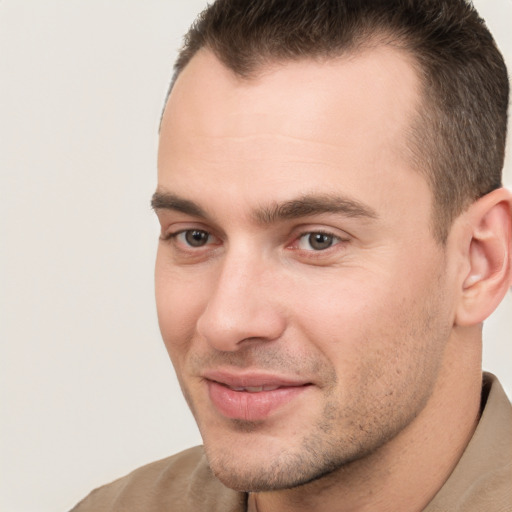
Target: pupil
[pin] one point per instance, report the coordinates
(196, 238)
(319, 241)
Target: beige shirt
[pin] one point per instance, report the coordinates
(481, 481)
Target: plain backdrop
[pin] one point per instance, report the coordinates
(87, 390)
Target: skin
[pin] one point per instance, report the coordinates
(369, 322)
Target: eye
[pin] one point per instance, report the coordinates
(317, 241)
(193, 237)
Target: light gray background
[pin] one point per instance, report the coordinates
(87, 391)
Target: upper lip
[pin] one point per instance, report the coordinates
(252, 379)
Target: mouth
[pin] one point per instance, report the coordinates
(252, 397)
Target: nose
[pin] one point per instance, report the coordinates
(242, 306)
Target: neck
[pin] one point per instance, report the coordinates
(404, 474)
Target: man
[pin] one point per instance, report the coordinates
(333, 234)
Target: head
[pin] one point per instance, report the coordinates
(317, 289)
(457, 139)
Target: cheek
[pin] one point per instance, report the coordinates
(179, 302)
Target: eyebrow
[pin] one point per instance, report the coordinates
(307, 205)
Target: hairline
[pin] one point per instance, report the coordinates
(420, 128)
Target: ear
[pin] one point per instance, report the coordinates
(489, 257)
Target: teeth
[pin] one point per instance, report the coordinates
(253, 389)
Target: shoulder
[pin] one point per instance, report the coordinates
(482, 478)
(181, 482)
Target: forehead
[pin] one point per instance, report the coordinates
(300, 126)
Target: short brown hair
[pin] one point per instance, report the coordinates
(458, 138)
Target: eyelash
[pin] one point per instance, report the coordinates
(334, 240)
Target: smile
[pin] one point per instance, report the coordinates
(252, 397)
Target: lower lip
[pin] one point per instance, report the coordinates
(242, 405)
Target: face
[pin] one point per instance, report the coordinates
(300, 291)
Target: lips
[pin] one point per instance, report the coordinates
(252, 397)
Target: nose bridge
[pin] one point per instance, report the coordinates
(239, 305)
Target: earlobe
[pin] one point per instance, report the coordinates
(489, 257)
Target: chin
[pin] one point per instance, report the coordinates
(253, 472)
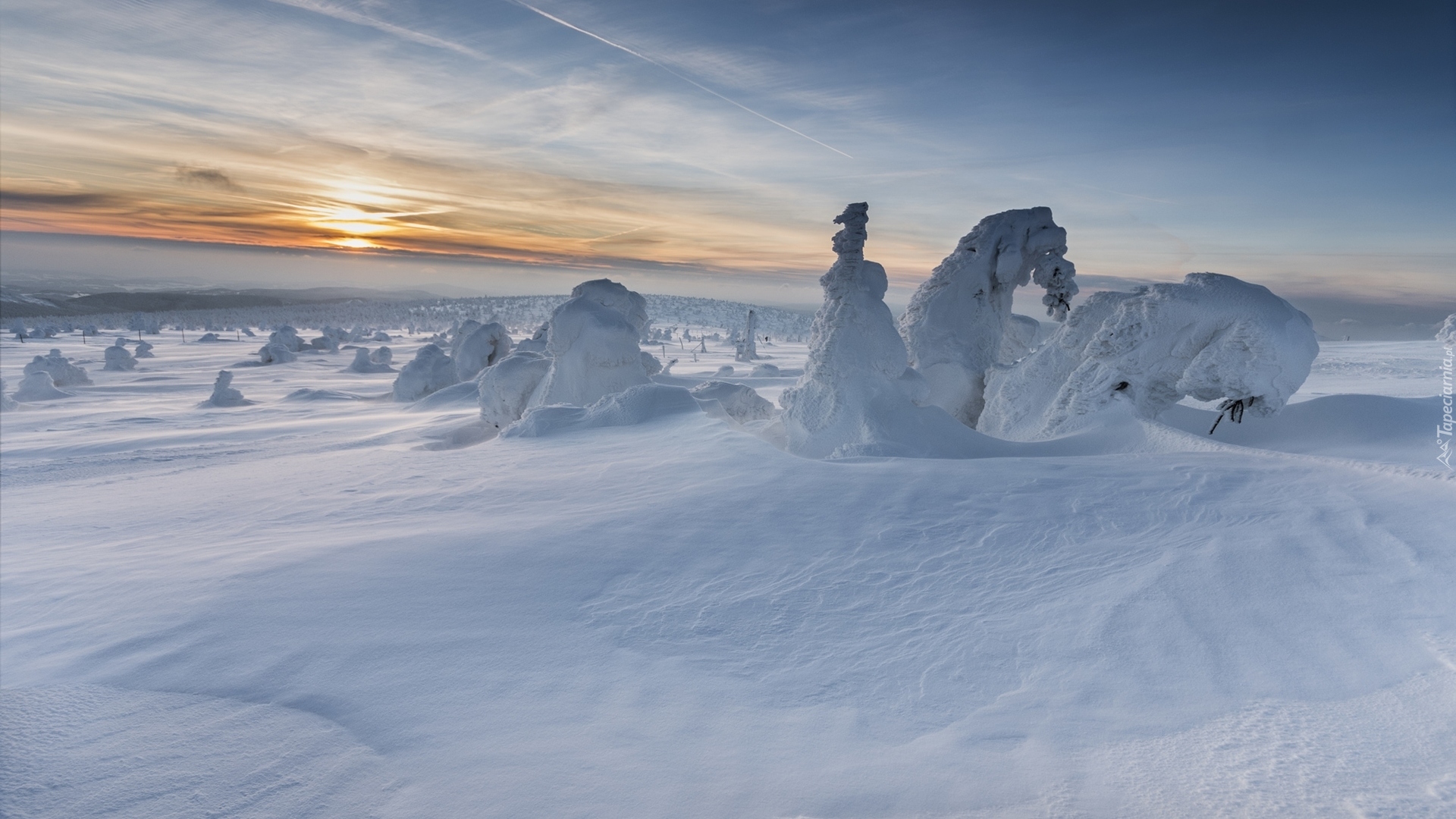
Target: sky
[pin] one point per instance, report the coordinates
(705, 148)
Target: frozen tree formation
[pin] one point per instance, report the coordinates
(1448, 333)
(737, 401)
(38, 387)
(590, 352)
(118, 357)
(61, 371)
(507, 388)
(430, 372)
(478, 347)
(364, 362)
(960, 319)
(747, 347)
(275, 353)
(1213, 338)
(224, 394)
(852, 398)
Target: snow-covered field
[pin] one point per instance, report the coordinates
(293, 608)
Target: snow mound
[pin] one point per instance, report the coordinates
(960, 318)
(224, 394)
(1213, 337)
(849, 401)
(61, 371)
(430, 372)
(635, 406)
(482, 347)
(38, 387)
(118, 359)
(507, 388)
(456, 395)
(1448, 333)
(364, 362)
(275, 353)
(607, 293)
(593, 347)
(287, 337)
(737, 401)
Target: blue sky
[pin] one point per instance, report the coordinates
(1310, 148)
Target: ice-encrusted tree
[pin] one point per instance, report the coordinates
(959, 321)
(1213, 338)
(856, 392)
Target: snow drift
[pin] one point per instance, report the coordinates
(852, 400)
(224, 394)
(38, 387)
(61, 371)
(960, 319)
(431, 371)
(1213, 337)
(118, 359)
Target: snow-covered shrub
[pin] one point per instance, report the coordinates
(479, 349)
(959, 318)
(1213, 337)
(607, 293)
(1448, 331)
(634, 406)
(364, 363)
(118, 359)
(287, 338)
(593, 347)
(224, 394)
(61, 371)
(849, 400)
(428, 372)
(38, 387)
(507, 388)
(739, 401)
(275, 353)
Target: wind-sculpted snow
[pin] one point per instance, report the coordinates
(959, 321)
(849, 401)
(507, 388)
(366, 362)
(224, 394)
(595, 353)
(60, 368)
(118, 357)
(38, 387)
(431, 371)
(479, 347)
(634, 406)
(1213, 337)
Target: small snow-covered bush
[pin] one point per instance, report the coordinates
(428, 372)
(224, 394)
(507, 388)
(38, 387)
(1213, 337)
(739, 401)
(61, 371)
(118, 357)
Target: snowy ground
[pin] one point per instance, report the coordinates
(294, 610)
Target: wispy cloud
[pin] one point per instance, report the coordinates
(689, 80)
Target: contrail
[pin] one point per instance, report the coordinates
(679, 76)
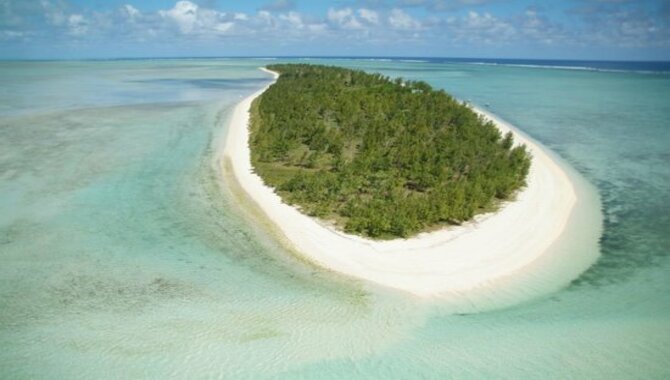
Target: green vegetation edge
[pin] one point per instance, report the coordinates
(378, 157)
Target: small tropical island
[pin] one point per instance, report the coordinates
(398, 184)
(378, 157)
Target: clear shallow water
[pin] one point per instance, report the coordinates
(122, 258)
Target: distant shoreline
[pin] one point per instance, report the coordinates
(435, 264)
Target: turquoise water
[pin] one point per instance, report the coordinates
(123, 257)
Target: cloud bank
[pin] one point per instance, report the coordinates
(280, 26)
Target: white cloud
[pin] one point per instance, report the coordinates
(370, 16)
(130, 11)
(398, 19)
(344, 18)
(184, 14)
(292, 18)
(191, 19)
(77, 25)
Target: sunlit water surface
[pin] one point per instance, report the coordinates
(123, 256)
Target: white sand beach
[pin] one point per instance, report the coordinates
(448, 261)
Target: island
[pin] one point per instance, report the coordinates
(503, 219)
(377, 157)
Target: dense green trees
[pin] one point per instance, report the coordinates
(381, 158)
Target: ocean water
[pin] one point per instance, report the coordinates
(123, 255)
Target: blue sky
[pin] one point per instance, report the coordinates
(571, 29)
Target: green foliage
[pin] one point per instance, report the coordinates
(382, 158)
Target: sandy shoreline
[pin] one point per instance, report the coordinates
(448, 261)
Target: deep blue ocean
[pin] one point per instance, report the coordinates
(123, 255)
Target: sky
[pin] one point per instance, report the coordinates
(570, 29)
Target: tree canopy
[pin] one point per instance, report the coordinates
================
## Exercise objective
Rewrite all the entries above as a numbered list with one line per item, skipping blank lines and leaving out the pictures.

## Written answer
1. Target: pupil
2. [pin] one point per instance, report the coordinates
3. (196, 238)
4. (319, 241)
5. Target: beige shirt
6. [pin] one point per instance, report the coordinates
7. (481, 481)
8. Target: plain backdrop
9. [pin] one point per instance, report the coordinates
10. (87, 390)
11. Target: skin
12. [pin] one point per instance, report the coordinates
13. (369, 322)
14. Target: eye
15. [pin] one point per instance, report the coordinates
16. (317, 241)
17. (193, 237)
18. Target: light gray background
19. [pin] one point per instance, report the coordinates
20. (87, 391)
21. Target: upper lip
22. [pin] one point per instance, report the coordinates
23. (252, 379)
24. Target: mouth
25. [pin] one point per instance, report the coordinates
26. (252, 397)
27. Target: nose
28. [pin] one point per instance, report the coordinates
29. (242, 306)
30. Target: neck
31. [pin] one point per instance, report the coordinates
32. (404, 474)
33. Target: man
34. [pin] one point per instance, report the coordinates
35. (333, 234)
36. Target: head
37. [pin] one point per instance, report the coordinates
38. (317, 289)
39. (457, 139)
40. Target: cheek
41. [pin] one point per instance, report the coordinates
42. (179, 302)
43. Target: eyebrow
44. [pin] one point per instance, report the coordinates
45. (307, 205)
46. Target: hairline
47. [pin] one point per instance, report the coordinates
48. (420, 128)
49. Target: ear
50. [pin] one point per instance, report the coordinates
51. (489, 257)
52. Target: teeth
53. [pin] one point per instance, report the coordinates
54. (253, 389)
55. Target: shoulder
56. [pin] one point per instance, report the coordinates
57. (482, 478)
58. (181, 482)
59. Target: forehead
60. [pin] one point per instance, report the coordinates
61. (300, 126)
62. Target: short brown hair
63. [pin] one point per instance, report the coordinates
64. (458, 138)
65. Target: eyelash
66. [pin] one point per instance, report the coordinates
67. (334, 240)
68. Target: smile
69. [pin] one point per instance, report the coordinates
70. (252, 397)
71. Target: lower lip
72. [pin] one point per instance, report the coordinates
73. (242, 405)
74. Target: face
75. [pin] one point per instance, report the coordinates
76. (300, 291)
77. Target: lips
78. [pin] one point per instance, report the coordinates
79. (252, 397)
80. Target: nose bridge
81. [pin] one point per instance, report the coordinates
82. (239, 305)
83. Target: earlobe
84. [pin] one point per instance, report the coordinates
85. (489, 257)
86. Target: chin
87. [pin] one point per instance, report the coordinates
88. (253, 472)
89. Target: sky
90. [pin] one point per instance, report the coordinates
91. (705, 148)
92. Target: frozen tree formation
93. [pin] one point per instance, report the coordinates
94. (1448, 333)
95. (737, 401)
96. (38, 387)
97. (590, 352)
98. (118, 357)
99. (61, 371)
100. (507, 388)
101. (430, 372)
102. (478, 347)
103. (364, 362)
104. (960, 319)
105. (747, 347)
106. (275, 353)
107. (1213, 338)
108. (224, 394)
109. (852, 398)
110. Target: snow-covered field
111. [pin] one point per instance, report the coordinates
112. (293, 608)
113. Target: snow mound
114. [pin] one point per instance, report the coordinates
115. (960, 318)
116. (224, 394)
117. (1213, 337)
118. (849, 401)
119. (61, 371)
120. (430, 372)
121. (635, 406)
122. (482, 347)
123. (38, 387)
124. (118, 359)
125. (507, 388)
126. (456, 395)
127. (1448, 333)
128. (364, 362)
129. (275, 353)
130. (607, 293)
131. (593, 347)
132. (287, 337)
133. (737, 401)
134. Target: blue sky
135. [pin] one point per instance, report the coordinates
136. (1310, 148)
137. Target: ice-encrusted tree
138. [pin] one point per instance, report the coordinates
139. (959, 321)
140. (1213, 338)
141. (856, 392)
142. Target: snow drift
143. [pin] one point per instance, report the coordinates
144. (852, 400)
145. (224, 394)
146. (38, 387)
147. (61, 371)
148. (960, 319)
149. (431, 371)
150. (1213, 337)
151. (118, 359)
152. Target: snow-covered shrub
153. [pin] one point per instance, report the coordinates
154. (479, 349)
155. (959, 318)
156. (1213, 337)
157. (607, 293)
158. (1448, 331)
159. (634, 406)
160. (364, 363)
161. (118, 359)
162. (287, 338)
163. (593, 347)
164. (224, 394)
165. (61, 371)
166. (849, 400)
167. (428, 372)
168. (38, 387)
169. (507, 388)
170. (739, 401)
171. (275, 353)
172. Target: wind-sculpted snow
173. [pin] one point per instance, report the coordinates
174. (959, 321)
175. (849, 401)
176. (507, 388)
177. (366, 362)
178. (224, 394)
179. (595, 353)
180. (60, 368)
181. (118, 357)
182. (38, 387)
183. (431, 371)
184. (479, 347)
185. (634, 406)
186. (1213, 337)
187. Target: small snow-covered bush
188. [pin] one point per instance, report the coordinates
189. (428, 372)
190. (224, 394)
191. (507, 388)
192. (38, 387)
193. (1213, 337)
194. (739, 401)
195. (61, 371)
196. (118, 357)
197. Target: snowy ground
198. [pin] one point per instance, report the coordinates
199. (294, 610)
200. Target: wispy cloud
201. [pin] one point per instance, report the coordinates
202. (689, 80)
203. Target: contrail
204. [pin] one point per instance, report the coordinates
205. (679, 76)
206. Target: green vegetation edge
207. [pin] one point per instance, report the coordinates
208. (378, 157)
209. Target: small tropical island
210. [pin] one point per instance, report the coordinates
211. (398, 184)
212. (378, 157)
213. Target: clear shallow water
214. [pin] one point per instance, report the coordinates
215. (122, 258)
216. Target: distant shoreline
217. [pin] one point per instance, report the coordinates
218. (435, 264)
219. Target: turquoise water
220. [pin] one point per instance, report the coordinates
221. (123, 257)
222. Target: cloud bank
223. [pin] one point per instance, report the coordinates
224. (280, 26)
225. Target: white cloud
226. [pin] one point per instance, report the coordinates
227. (370, 16)
228. (130, 11)
229. (398, 19)
230. (344, 18)
231. (184, 14)
232. (292, 18)
233. (191, 19)
234. (77, 25)
235. Target: sunlit water surface
236. [pin] one point per instance, report the coordinates
237. (123, 256)
238. Target: white sand beach
239. [pin] one point per instance, report the coordinates
240. (448, 261)
241. Target: island
242. [pin] one point per instance, report the coordinates
243. (503, 219)
244. (377, 157)
245. Target: dense green trees
246. [pin] one point per instance, report the coordinates
247. (381, 158)
248. Target: ocean water
249. [pin] one point per instance, report the coordinates
250. (123, 255)
251. Target: blue sky
252. [pin] one point per instance, report the coordinates
253. (571, 29)
254. Target: green foliage
255. [pin] one point per instance, report the coordinates
256. (382, 158)
257. Target: sandy shoreline
258. [pin] one point per instance, report the coordinates
259. (448, 261)
260. Target: deep blue ocean
261. [pin] one point per instance, report the coordinates
262. (123, 255)
263. Target: sky
264. [pin] one point per instance, report the coordinates
265. (570, 29)
266. Target: tree canopy
267. [pin] one point per instance, report the coordinates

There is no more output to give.